From the records that follow, copy every line in which "below" appears.

####

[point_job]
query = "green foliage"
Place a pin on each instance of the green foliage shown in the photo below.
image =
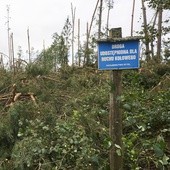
(68, 126)
(62, 145)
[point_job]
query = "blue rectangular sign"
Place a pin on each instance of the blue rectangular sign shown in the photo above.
(118, 55)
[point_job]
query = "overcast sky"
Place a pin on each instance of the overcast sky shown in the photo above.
(45, 17)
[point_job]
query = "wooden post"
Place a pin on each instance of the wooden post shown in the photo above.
(115, 119)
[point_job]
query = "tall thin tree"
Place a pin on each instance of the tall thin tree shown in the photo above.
(159, 35)
(29, 49)
(146, 34)
(73, 11)
(100, 18)
(132, 20)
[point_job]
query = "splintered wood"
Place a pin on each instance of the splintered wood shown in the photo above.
(10, 98)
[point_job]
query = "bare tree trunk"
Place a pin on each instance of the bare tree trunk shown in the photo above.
(100, 18)
(133, 10)
(146, 34)
(73, 26)
(159, 35)
(93, 17)
(1, 62)
(86, 58)
(9, 40)
(12, 53)
(79, 42)
(152, 36)
(29, 49)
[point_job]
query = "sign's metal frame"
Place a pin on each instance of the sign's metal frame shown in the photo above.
(118, 53)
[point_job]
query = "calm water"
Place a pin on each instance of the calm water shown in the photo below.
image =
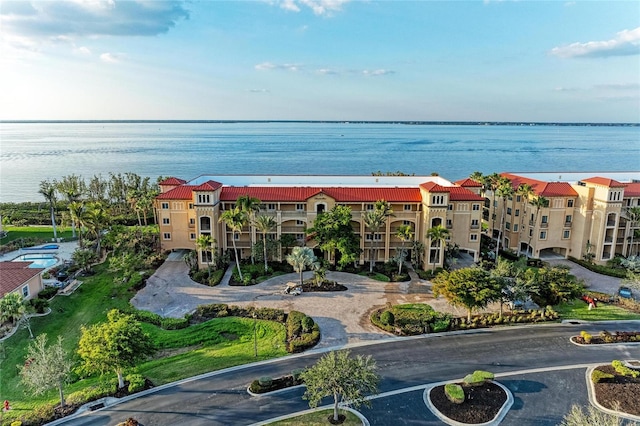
(32, 152)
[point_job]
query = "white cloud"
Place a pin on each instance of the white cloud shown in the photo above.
(376, 73)
(112, 58)
(319, 7)
(626, 42)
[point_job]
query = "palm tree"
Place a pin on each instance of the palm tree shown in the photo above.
(300, 258)
(373, 219)
(504, 191)
(48, 191)
(537, 202)
(405, 234)
(437, 235)
(235, 219)
(249, 205)
(71, 187)
(265, 224)
(633, 213)
(524, 191)
(96, 220)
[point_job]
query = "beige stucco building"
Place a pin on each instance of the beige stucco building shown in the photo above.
(189, 209)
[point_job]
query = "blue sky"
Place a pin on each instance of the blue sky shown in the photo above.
(576, 61)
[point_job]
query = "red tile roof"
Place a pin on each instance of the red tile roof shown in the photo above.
(468, 183)
(543, 189)
(13, 275)
(173, 181)
(457, 193)
(433, 187)
(610, 183)
(210, 185)
(632, 189)
(340, 194)
(182, 192)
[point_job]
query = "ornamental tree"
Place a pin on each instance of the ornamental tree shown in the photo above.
(118, 344)
(343, 377)
(471, 287)
(46, 367)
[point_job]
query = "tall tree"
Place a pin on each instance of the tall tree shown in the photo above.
(265, 224)
(71, 187)
(344, 377)
(235, 219)
(437, 236)
(472, 288)
(118, 344)
(46, 367)
(505, 192)
(301, 258)
(333, 232)
(525, 191)
(537, 202)
(404, 233)
(250, 206)
(48, 191)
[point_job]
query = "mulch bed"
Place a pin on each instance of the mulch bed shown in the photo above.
(622, 391)
(482, 403)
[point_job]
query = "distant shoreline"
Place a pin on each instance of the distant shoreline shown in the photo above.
(408, 122)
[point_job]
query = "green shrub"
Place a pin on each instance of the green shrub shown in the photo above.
(136, 382)
(454, 393)
(598, 376)
(387, 318)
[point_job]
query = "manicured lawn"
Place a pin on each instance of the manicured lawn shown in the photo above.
(318, 418)
(31, 233)
(213, 345)
(578, 309)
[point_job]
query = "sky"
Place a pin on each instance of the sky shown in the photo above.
(532, 61)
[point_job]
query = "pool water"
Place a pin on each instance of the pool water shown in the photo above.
(38, 260)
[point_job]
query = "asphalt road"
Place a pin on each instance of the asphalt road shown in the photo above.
(407, 366)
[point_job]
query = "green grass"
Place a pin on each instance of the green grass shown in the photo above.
(213, 345)
(318, 418)
(578, 309)
(33, 233)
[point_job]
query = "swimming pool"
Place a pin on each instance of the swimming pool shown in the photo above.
(38, 260)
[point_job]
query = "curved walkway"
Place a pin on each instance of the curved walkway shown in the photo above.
(342, 316)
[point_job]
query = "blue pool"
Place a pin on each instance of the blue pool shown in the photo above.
(38, 260)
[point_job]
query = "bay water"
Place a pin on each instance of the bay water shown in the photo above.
(31, 152)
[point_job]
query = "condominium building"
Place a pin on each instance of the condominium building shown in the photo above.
(580, 216)
(188, 209)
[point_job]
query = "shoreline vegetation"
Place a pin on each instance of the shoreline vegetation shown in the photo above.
(409, 122)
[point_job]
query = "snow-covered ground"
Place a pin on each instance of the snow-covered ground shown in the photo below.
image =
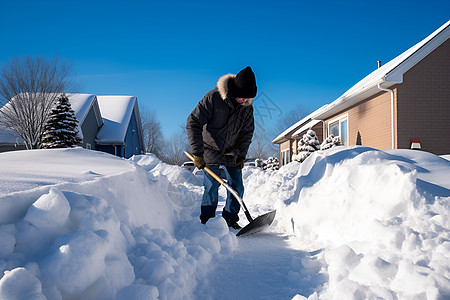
(351, 223)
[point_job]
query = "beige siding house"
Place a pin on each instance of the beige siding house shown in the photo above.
(402, 104)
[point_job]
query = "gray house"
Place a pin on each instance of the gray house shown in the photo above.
(121, 133)
(110, 124)
(89, 119)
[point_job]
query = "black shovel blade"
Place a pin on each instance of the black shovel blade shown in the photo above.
(258, 224)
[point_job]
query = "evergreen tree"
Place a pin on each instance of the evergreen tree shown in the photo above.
(307, 145)
(61, 130)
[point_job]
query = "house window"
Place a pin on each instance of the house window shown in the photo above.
(339, 127)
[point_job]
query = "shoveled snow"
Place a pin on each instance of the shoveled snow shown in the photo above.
(351, 223)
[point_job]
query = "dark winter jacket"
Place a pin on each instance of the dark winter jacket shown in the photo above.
(219, 128)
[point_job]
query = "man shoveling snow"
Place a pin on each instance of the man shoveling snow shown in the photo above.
(220, 131)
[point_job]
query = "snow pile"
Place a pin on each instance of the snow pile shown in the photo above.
(84, 224)
(307, 145)
(351, 223)
(382, 219)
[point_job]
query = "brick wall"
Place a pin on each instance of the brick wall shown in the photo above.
(424, 103)
(369, 122)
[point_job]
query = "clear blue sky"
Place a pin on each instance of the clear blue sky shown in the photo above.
(170, 53)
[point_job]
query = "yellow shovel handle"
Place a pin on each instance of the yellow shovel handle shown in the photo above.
(207, 170)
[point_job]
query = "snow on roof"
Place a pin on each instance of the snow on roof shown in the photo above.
(81, 104)
(116, 112)
(294, 128)
(390, 73)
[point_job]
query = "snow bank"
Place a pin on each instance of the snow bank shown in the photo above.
(355, 223)
(381, 218)
(79, 224)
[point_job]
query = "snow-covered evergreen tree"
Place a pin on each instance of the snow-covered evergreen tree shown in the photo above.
(272, 163)
(330, 142)
(61, 130)
(307, 145)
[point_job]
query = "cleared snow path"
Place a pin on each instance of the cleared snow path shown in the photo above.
(264, 266)
(261, 268)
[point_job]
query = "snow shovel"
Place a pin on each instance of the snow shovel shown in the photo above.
(255, 225)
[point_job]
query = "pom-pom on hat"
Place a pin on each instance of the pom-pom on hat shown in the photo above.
(244, 84)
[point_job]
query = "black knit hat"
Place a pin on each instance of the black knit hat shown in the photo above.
(244, 84)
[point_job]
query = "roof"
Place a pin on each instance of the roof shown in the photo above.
(81, 105)
(288, 133)
(116, 112)
(305, 127)
(389, 74)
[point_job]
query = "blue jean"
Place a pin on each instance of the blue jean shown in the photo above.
(211, 194)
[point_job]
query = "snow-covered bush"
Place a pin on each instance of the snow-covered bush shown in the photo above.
(307, 145)
(330, 142)
(272, 163)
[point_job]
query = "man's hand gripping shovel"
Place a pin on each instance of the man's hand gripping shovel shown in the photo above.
(254, 225)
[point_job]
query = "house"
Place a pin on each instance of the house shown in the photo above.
(121, 133)
(89, 118)
(105, 123)
(403, 104)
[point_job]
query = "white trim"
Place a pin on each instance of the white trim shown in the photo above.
(340, 119)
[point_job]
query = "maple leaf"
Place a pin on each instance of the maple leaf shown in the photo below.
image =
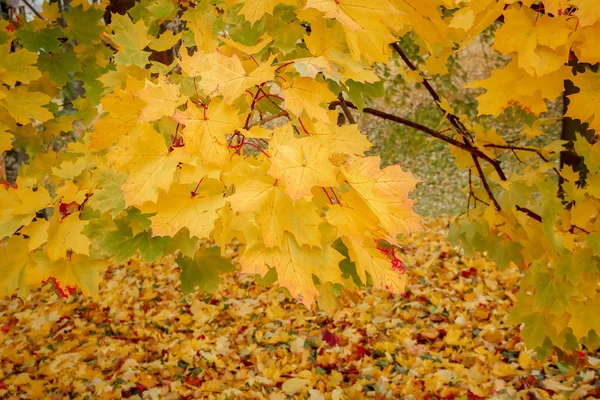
(295, 266)
(584, 45)
(541, 43)
(15, 260)
(305, 94)
(588, 11)
(130, 39)
(183, 206)
(512, 86)
(369, 259)
(19, 205)
(203, 270)
(18, 66)
(254, 190)
(582, 105)
(150, 163)
(161, 100)
(205, 130)
(352, 217)
(256, 9)
(340, 139)
(302, 165)
(66, 234)
(76, 271)
(386, 193)
(123, 112)
(228, 78)
(24, 105)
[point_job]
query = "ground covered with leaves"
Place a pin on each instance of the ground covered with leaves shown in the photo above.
(444, 339)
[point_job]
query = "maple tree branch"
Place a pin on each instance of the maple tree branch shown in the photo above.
(529, 213)
(498, 146)
(538, 218)
(346, 110)
(415, 125)
(269, 118)
(484, 182)
(453, 119)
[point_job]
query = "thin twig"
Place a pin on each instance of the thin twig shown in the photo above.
(520, 148)
(269, 118)
(423, 128)
(484, 182)
(346, 110)
(37, 14)
(454, 120)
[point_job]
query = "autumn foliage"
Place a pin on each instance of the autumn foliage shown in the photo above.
(180, 125)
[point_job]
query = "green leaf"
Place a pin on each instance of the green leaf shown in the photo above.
(84, 25)
(44, 39)
(505, 252)
(107, 195)
(59, 65)
(358, 92)
(184, 243)
(203, 270)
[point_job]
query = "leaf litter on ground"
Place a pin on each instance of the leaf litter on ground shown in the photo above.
(444, 339)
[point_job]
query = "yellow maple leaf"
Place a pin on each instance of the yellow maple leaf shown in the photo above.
(228, 78)
(18, 66)
(372, 43)
(588, 11)
(166, 41)
(200, 23)
(584, 104)
(15, 260)
(512, 86)
(66, 234)
(75, 271)
(5, 138)
(352, 217)
(182, 206)
(162, 99)
(301, 165)
(130, 40)
(386, 193)
(150, 163)
(305, 94)
(295, 266)
(19, 205)
(254, 10)
(423, 17)
(37, 232)
(542, 46)
(205, 130)
(243, 49)
(369, 259)
(586, 44)
(340, 139)
(24, 106)
(123, 112)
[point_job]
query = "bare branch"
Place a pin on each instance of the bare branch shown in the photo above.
(423, 128)
(498, 146)
(346, 110)
(453, 119)
(269, 118)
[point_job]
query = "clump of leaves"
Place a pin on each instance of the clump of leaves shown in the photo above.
(219, 121)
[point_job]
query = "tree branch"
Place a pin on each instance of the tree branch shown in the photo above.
(346, 110)
(269, 118)
(453, 119)
(422, 128)
(498, 146)
(530, 213)
(483, 179)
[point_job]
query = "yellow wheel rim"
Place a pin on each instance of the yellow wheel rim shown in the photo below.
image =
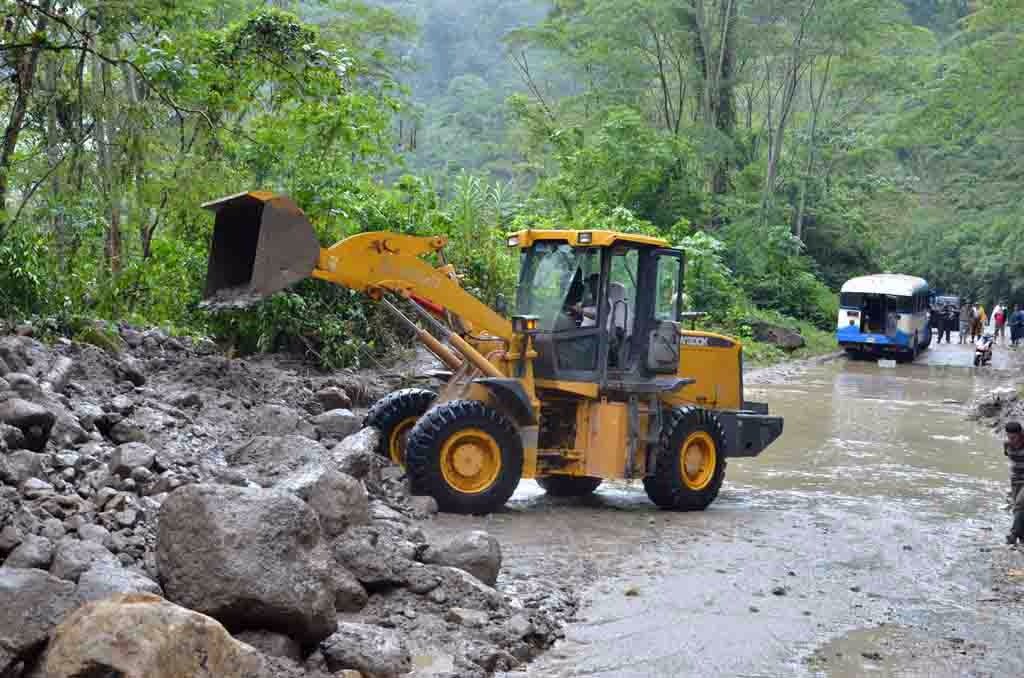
(471, 460)
(697, 459)
(399, 436)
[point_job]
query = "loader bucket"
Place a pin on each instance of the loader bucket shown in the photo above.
(262, 244)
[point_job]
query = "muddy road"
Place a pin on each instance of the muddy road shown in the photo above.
(867, 541)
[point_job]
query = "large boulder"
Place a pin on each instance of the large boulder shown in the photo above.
(356, 454)
(376, 557)
(248, 557)
(337, 424)
(33, 552)
(269, 460)
(477, 553)
(371, 649)
(143, 636)
(103, 580)
(35, 421)
(777, 335)
(73, 557)
(340, 501)
(33, 603)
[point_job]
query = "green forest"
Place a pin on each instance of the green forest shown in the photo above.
(784, 144)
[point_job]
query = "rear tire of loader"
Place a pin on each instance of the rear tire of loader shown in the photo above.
(394, 416)
(569, 485)
(467, 456)
(689, 467)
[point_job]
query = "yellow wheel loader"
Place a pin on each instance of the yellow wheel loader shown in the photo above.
(592, 377)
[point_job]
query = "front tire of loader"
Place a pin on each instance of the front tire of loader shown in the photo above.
(689, 467)
(394, 416)
(467, 456)
(568, 485)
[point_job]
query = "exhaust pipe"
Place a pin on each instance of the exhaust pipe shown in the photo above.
(262, 243)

####

* EXERCISE SOLUTION *
Place a pin on each instance of the green foliage shown in the photo below.
Place a pin on each instance of the calm water shown in the photo below.
Place a pin on each instance of the snow-covered ground shown in the photo below.
Place a pin on each instance of the maple leaf shown in the photo below.
Place a pin on each instance of the yellow wheel rim shown in the photo below.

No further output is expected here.